▸ Problem statement:
Start at the first record below and retype through the last, exactly.

START Source material

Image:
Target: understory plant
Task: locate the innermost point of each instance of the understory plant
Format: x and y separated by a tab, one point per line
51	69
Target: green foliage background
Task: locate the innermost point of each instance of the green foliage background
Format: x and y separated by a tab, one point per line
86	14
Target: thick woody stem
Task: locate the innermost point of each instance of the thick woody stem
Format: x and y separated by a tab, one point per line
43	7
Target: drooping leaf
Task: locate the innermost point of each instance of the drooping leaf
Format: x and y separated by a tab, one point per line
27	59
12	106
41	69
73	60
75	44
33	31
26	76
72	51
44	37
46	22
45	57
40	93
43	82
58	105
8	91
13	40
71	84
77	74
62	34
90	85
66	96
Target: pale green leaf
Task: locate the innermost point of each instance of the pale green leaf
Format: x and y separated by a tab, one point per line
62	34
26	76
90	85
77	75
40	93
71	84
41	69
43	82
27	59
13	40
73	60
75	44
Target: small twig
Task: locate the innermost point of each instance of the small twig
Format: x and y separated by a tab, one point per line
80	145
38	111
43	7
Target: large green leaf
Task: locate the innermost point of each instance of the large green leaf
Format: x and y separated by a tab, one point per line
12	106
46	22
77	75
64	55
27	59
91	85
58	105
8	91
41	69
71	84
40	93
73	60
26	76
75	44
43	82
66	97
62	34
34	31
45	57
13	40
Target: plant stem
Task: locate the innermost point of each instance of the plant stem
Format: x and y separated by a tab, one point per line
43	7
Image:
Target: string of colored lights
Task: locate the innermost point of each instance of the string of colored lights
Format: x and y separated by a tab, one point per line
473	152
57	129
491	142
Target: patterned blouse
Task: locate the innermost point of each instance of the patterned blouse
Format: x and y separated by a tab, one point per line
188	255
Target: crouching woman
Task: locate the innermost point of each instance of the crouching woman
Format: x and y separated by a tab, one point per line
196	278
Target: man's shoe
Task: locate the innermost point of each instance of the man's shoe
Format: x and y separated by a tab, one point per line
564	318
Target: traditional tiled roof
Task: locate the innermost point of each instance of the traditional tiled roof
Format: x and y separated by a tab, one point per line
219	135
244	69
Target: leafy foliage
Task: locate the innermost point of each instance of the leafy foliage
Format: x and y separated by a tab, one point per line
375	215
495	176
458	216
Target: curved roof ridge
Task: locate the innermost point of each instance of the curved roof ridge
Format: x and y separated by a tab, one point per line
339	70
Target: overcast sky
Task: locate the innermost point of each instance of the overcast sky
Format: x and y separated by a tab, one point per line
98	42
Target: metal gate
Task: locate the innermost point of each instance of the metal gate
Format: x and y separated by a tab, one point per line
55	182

END Source material

▸ Written solution:
Image:
Target: understory plant
Task: locate the innermost point of each instance of the understory plant
Format: x and y separated by a tab, one point per line
51	69
Target: green foliage background
Task: locate the innermost point of each instance of the green foliage background
Format: x and y separated by a tab, one point per line
86	14
Target: thick woody stem
Task: locate the innermost point of each instance of the thick woody stem
Format: x and y separated by a tab, one point per line
43	7
Target: drooping leaf
Task: locate the innermost point of each instance of the drooping leaf
Format: x and y separated by a tab, one point per line
27	59
12	106
41	69
73	60
75	44
33	31
26	76
72	51
44	37
46	22
45	57
40	93
43	82
58	105
8	91
13	40
71	84
77	74
62	34
90	85
66	96
Target: pale green leaf
Task: locate the innermost point of each instance of the pale green leaf
Format: x and y separated by a tab, one point per line
62	34
26	76
90	85
77	75
40	93
71	84
41	69
43	82
27	59
13	40
73	60
75	44
Target: small twig
Task: locate the innermost point of each instance of the small twig
Format: x and y separated by a tab, one point per line
80	145
38	111
43	7
Target: large green leaf
Task: locate the innermost point of each instance of the large green leaf
Format: x and y separated by a tab, one point per line
12	106
46	22
77	75
64	55
27	59
91	85
58	105
8	91
41	69
71	84
40	93
73	60
26	76
75	44
43	82
66	97
62	34
34	31
45	57
13	40
Target: plant stem
Task: locate the innermost point of each instance of the plant stem
Format: x and y separated by a tab, one point per line
43	7
Image:
Target: string of colored lights
Task: locate the innermost point of each instance of the string of colored lights
Format: x and y separated by a tab, one point per line
473	152
57	129
491	142
Target: patterned blouse
Task: locate the innermost point of each instance of the patterned blouse
Format: x and y separated by a tab, one point per line
188	255
Target: crouching woman
Task: locate the innermost point of each instance of the crouching woman
Format: x and y separated by a tab, one point per line
196	278
Target: man's shoe
Task: locate the innermost point of each instance of the man's shoe
Format: x and y separated by a tab, one point per line
564	318
Target: traditional tiled roof
Task: locate the innermost point of each instance of the traditional tiled roof
Format: x and y separated by a tab, one point per line
219	135
244	69
Target: leafy foliage
Task: locate the innermost point of each instance of the leafy foliage
Format: x and y separated by a tab, one point per line
375	215
495	176
458	216
Target: curved roof ridge
Task: locate the innermost point of each instance of the curved roof ridge
Format: x and y separated by a tab, one point per line
339	70
Target: overcast sky
Task: locate the innermost point of each instance of the overcast sky
Format: x and y separated by a tab, one point per line
98	42
Target: metal gate
Task: locate the innermost point of each instance of the metal gate
Format: x and y separated by a tab, one point per line
55	182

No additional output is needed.